Excerpt to read:
** Start **

Yeah, yeah, there are trade offs there. So

you have a rule of thumb that you try to follow. Like when when do you throw in the towel and write and write the code?

I think it boils down to how complex the interaction is. So if I'm making a single API call that returns a single piece of data, and I'm working with that forever on, you know, that's or simple cURL call, I could see that. On the flip side, if I need this complex interaction, where I need to maintain state of these complex objects and update them in time, that I really want to hook in, in code.

It makes sense if you're making me think for some reason about like an Ansible script, where you start with like a curl command, because you just need a piece of data and then, you know, a couple of days of hacking Ansible later, and you're like, oh, I should have just written something to wrap it, but

that could be the case. Yeah. Bro, like that. And at some point, you decide, oh, shoot, you know, let's scrap this and, and switch to hooking into the API. Yeah,

it's this is this is the thing that's so strange. Right, a lot of times we're using one tool, like Ansible or TerraForm. We hit we hit an edge where we can't easily get data that we want. So we're we're stuck going I mean, we see this we see this and people using the product we actually wrote a, a plugin for this the curl hammer, or what do we what do we do code curl hammer? Can you can you talk about all of that? Because that was that's, I think, a great example of us trying to solve this problem.

I mean, the callback stuff, the callback stuff. Yeah.

I mean, at one point, we were we had had this idea that we called foot gun, but the callback stuff evolved to be not that

well, so really, all of that the usage was to prevent leakage of credentials and control of access. So for our provisioning environments, we would have actions that we would want to do on behalf of the machine. And since our tasks run in the machines environment, we're pushing credentials and requiring access to integrated services. And so that might not have have allowed access remotely. So think of it like, hey, we want to update the DNS system with this new host name based upon information that we got at the machine like its MAC address, and other stuff like that. So we're going to try and update the host name on the on the DNS server. Well, the policy in a proper one is that machines can update their own address, right? So our whole set of foot gun behavior was okay. So we'll allow an action that will be proxied by the European point, to then take that API action. That way the and that way, it can be some arbitrary script. Well, that's also scary, and requires then somebody else to write that script. So what we then provided was our callback system allows you to put their credentials and authentication for an external API, define the payload you want to do based upon the machine. And then our plugin in go will marshal all that to an API call and provide the result. So the credentialing and all of that can be maintained and controlled outside of the machines access path. Am I talking? Can you guys hear me?

Oh, cool. Yes, I

was worried I'd muted myself, sorry, outside of the access and control of the machine. But the DRP endpoint could act as a secure credential store. And even eventually, using vault and other integrations to have access to the actual credentials, versus having that distributed down to the machines. That way the machine only got the data needed, or potentially allowed triggering based upon what the administrator allowed, and the outbound credentials there. So it wasn't necessarily a hey, let's give the way to wrap API's. It was more how do we provide distributed API proxying in a secure way? And then that evolved into well, they make it easier for our operators, who were just getting like, Hey, can you just do a post to this location? Okay. This allowed them to proxy just that post or the various other actions

either way, interesting name, foot gun. Wealth, there isn't any gun.

Yeah, because we're worried or if customers are going to shoot their toes off.

Sometimes we name things to imply the danger, the adequate, the appropriate level of danger.

** End **

Pointing records:
** Start **

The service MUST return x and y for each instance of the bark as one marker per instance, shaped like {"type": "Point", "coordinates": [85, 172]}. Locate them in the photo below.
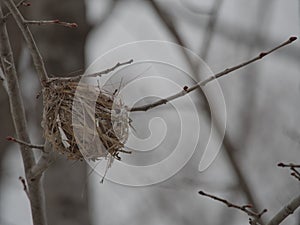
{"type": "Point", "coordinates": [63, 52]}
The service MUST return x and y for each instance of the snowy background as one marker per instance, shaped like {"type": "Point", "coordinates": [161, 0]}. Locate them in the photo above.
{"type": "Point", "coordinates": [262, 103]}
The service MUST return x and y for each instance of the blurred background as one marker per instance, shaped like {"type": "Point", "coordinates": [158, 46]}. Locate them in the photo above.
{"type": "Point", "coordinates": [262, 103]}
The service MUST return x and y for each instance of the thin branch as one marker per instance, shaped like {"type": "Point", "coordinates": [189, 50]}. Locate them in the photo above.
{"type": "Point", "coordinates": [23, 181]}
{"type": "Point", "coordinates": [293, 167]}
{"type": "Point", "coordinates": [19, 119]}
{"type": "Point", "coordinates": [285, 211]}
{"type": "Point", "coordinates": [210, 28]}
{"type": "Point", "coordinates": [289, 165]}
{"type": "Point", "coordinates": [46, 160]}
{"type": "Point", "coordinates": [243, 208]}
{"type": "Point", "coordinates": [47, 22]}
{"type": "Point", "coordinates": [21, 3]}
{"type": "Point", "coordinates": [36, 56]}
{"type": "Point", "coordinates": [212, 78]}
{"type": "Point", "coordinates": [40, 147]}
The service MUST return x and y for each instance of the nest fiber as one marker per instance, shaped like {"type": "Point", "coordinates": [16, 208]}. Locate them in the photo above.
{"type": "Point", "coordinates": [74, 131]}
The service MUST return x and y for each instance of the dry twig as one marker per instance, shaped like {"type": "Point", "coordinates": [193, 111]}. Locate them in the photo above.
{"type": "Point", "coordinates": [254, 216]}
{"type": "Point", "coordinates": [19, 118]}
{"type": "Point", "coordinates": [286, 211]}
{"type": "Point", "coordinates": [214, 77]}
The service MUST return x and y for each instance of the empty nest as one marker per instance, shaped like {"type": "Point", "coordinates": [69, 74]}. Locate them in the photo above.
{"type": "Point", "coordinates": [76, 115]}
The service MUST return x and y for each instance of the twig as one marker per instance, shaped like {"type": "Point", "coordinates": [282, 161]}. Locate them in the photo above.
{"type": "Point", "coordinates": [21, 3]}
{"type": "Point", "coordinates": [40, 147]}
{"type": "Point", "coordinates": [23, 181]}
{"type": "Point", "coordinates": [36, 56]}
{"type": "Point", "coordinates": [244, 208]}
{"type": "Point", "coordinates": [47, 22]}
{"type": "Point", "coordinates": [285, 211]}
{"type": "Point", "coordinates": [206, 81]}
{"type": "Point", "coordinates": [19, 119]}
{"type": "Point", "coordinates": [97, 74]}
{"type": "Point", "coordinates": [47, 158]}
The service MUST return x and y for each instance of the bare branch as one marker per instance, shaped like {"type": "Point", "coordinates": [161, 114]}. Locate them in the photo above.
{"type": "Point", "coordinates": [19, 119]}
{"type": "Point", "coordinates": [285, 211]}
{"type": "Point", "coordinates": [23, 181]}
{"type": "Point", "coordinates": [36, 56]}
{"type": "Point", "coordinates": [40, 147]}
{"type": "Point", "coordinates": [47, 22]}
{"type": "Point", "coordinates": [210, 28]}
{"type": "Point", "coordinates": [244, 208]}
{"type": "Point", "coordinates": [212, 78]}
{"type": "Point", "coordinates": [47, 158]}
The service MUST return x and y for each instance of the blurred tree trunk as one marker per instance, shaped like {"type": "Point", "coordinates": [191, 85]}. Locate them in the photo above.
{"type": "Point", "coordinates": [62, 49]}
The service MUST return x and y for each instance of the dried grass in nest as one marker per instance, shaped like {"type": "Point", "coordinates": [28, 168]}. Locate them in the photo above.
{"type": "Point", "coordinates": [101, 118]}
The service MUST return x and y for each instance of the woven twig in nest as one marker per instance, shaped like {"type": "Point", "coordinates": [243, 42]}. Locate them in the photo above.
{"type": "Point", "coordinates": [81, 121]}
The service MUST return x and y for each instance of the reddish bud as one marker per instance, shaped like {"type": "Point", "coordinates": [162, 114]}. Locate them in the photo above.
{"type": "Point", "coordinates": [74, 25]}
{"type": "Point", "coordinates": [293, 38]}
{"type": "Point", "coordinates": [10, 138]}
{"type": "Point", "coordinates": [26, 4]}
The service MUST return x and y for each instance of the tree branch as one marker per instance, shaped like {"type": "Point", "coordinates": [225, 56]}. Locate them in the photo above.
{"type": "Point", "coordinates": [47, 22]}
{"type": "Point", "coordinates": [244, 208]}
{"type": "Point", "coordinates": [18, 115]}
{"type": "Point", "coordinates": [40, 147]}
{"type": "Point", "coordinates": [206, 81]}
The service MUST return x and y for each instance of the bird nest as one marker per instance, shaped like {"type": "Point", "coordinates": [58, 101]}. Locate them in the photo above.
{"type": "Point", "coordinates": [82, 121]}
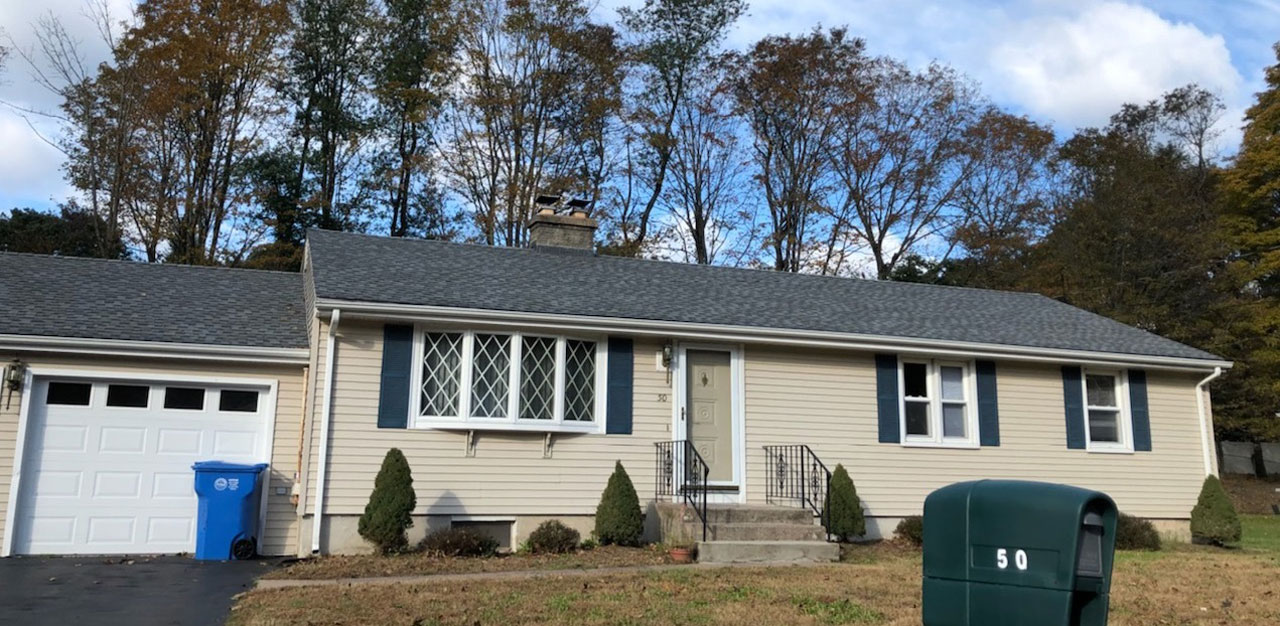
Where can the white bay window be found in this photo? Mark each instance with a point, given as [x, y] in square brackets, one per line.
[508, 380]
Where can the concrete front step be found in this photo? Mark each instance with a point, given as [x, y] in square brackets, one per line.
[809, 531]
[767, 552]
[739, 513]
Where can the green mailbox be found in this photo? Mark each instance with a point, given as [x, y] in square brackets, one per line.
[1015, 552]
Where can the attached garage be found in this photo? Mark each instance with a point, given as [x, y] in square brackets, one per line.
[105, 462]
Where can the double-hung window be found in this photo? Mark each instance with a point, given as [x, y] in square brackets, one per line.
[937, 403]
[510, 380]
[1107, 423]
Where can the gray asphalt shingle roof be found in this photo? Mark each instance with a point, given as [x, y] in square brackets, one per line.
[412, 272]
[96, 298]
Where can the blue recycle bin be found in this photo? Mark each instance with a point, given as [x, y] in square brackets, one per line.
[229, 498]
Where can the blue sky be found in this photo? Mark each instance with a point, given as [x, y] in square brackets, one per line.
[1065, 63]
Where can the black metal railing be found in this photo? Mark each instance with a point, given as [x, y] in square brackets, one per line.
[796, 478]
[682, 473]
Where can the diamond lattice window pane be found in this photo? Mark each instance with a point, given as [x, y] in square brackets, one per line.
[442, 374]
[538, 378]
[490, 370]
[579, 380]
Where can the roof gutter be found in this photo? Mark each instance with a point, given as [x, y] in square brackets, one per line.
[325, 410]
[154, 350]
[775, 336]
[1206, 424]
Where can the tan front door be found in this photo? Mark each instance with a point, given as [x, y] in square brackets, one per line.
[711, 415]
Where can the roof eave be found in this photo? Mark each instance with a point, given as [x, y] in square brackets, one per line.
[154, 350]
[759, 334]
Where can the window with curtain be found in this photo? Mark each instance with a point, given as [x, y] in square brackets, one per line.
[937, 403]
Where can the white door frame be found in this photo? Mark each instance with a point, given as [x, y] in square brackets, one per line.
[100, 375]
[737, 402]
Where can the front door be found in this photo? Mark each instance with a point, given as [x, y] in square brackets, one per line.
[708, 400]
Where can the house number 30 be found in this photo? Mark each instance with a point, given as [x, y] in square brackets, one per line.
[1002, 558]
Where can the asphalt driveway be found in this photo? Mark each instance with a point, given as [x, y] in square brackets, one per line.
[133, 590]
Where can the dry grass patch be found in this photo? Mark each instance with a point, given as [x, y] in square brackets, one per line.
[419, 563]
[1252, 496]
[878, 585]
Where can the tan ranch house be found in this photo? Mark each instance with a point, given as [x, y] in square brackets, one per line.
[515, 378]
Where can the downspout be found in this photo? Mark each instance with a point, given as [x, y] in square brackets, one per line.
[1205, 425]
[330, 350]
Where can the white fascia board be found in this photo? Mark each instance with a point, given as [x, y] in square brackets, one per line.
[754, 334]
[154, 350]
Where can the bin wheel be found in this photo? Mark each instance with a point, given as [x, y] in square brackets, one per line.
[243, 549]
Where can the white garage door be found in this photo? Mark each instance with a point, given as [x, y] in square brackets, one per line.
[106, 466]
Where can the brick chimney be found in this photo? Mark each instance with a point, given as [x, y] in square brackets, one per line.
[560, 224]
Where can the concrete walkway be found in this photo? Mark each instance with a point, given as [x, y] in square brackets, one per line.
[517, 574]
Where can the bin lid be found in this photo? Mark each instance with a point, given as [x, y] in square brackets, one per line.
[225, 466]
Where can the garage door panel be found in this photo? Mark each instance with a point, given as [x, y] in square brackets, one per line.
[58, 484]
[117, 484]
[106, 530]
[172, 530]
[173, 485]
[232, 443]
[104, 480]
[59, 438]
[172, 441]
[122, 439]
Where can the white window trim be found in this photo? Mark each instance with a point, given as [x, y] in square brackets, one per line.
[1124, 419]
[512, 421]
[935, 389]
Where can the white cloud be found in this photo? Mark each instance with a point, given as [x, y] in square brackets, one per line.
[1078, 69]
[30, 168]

** End **

Required work:
(1) In the conversation about API calls, what does the speaker say the choice between a simple cURL call and writing code comes down to?
(2) Write what comes next in the conversation about API calls, following on from its final line.

Answers to the problems:
(1) How complex the interaction is.

(2)
The initial implementation basically allowed you to pass a script kind of from the admittedly controlled by the administrator but and then run that in the default environment of the endpoint. And that's got all sorts of security problems, we repetative courage and to move away from

and I think it's, I think you're bringing up a really important point about, you know, part of the challenge with In any of these, any of these these processes is that you can leak credentials. And in ways where as you're working with the API's, I mean with any of these systems, it's one of the challenges is to is to not leak, that type of information. The other thing you said that I thought was really interesting is a lot of times it's, it's a post it not like I started off thinking like, this is about getting information. But a lot of it from an automation perspective is actually posting back to places even more than again. And I think, yeah, forget that. Go ahead.

We allowed both. And the data came back. And we then made it the responsibility of the caller to parse the data. So in general, we focused on encouraging them to pass back JSON objects and stuff like that, but it's not, it wasn't required. And this is where in some regards to me, most of the API discussions are really around. What contracts are you expecting? And how are you enforcing and managing those right, because in some regards, the the callback plugin as we used, it just became a conduit, it was still dependent upon, in our case, the client task writer to understand what service they're talking to the API they're calling the contract of what each action means, and so on. That's why I have a little bit of problem when people are talking about versioning API's. I mean, I think it should be done so you can figure out, but most of the interactions are all dependent upon understanding what the actual contract is between those calls. And the versions are the a way to represent that contract. But that's not necessarily enforced nor guaranteed.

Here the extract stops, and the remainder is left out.